■ BRIEF ■
Decide whether each statement agrees with the abstract on Qigong among cancer communities in China: (a) the presentation is scheduled for Monday, 7 July 2025; (b) the people studied were born in the 1970s; (c) the findings treat socialist medicine as a bygone era. Answer yes or no for each, and quote the deciding words.

■ SELECTED PASSAGE ■
== Segment start ==

Qigong and the Reconstitution of the Revolutionary Self-Cultivation Culture Among the Cancer Communities in China
Qigong and the Reconstitution of the Revolutionary Self-Cultivation Culture Among the Cancer Communities in China
Monday, 7 July 2025: 13:30
Location: SJES003 (Faculty of Legal, Economic, and Social Sciences (JES))
Oral Presentation
This paper explores the transformative role of Qigong in the context of the post-Mao public healthcare sphere in China. By exploring how the 1950s-born Chinese working-class individuals redefined their lives in the face of cancer through the practice of Qigong, this article reveals that Qigong functions not merely as a mitigating force but also as a grassroots vehicle for reconciling divergent value systems precisely because it allows reworking the sediments that lie beneath each phrase of contemporary Chinese societies to be developed in different contexts. Self-cultivation emerges as a desired form of technology of self because it allows them to approximate the sense of social belonging previously emphasized and cultivated within socialist medicine. This sense of belonging encompasses the capacity to gain public recognition through collective efforts. The findings challenge the perception of socialist medicine as a bygone era, positioning it as an object of desire and mourning that still wields significant social influence. As people strive to recapture or at least approximate the collectivist forms and feelings of stability and belonging they experienced during the marketized medical regime, socialist medicine endures as a source of inspiration. Additionally, this article sheds light on the dynamic reshaping of Chinese religious practices in response to the rapidly changing contemporary society. It underscores the enduring relevance of Qigong as a healing practice and the profound impact of historical medical systems on present-day Chinese society.

== Segment end ==

■ SUPPLIED DATA ■
== Segment start ==

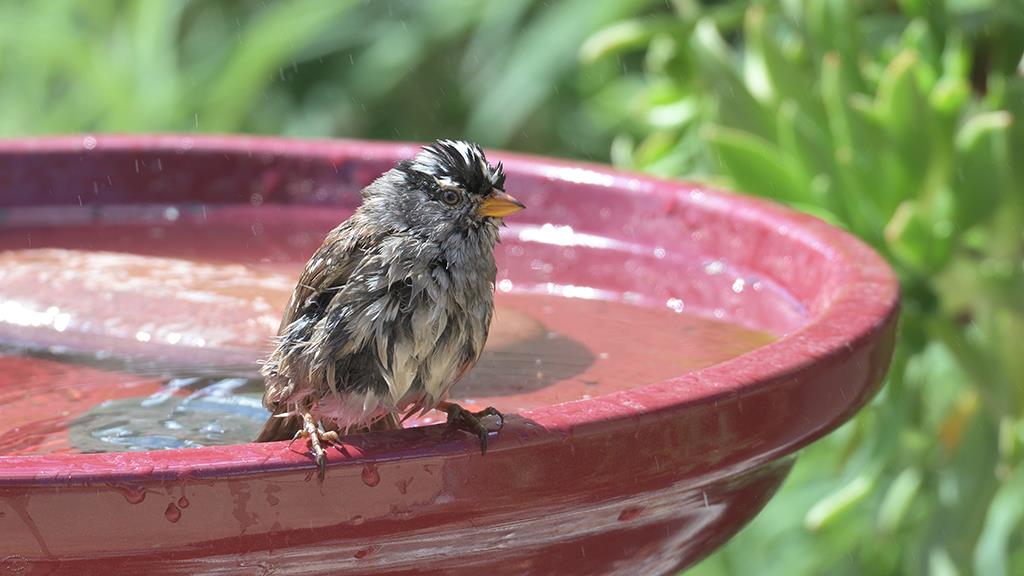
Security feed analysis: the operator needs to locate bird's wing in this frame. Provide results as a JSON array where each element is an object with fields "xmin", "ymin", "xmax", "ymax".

== Segment end ==

■ EXERCISE OUTPUT ■
(a) Yes: "Monday, 7 July 2025: 13:30"
(b) No: "the 1950s-born Chinese working-class individuals"
(c) No: "The findings challenge the perception of socialist medicine as a bygone era"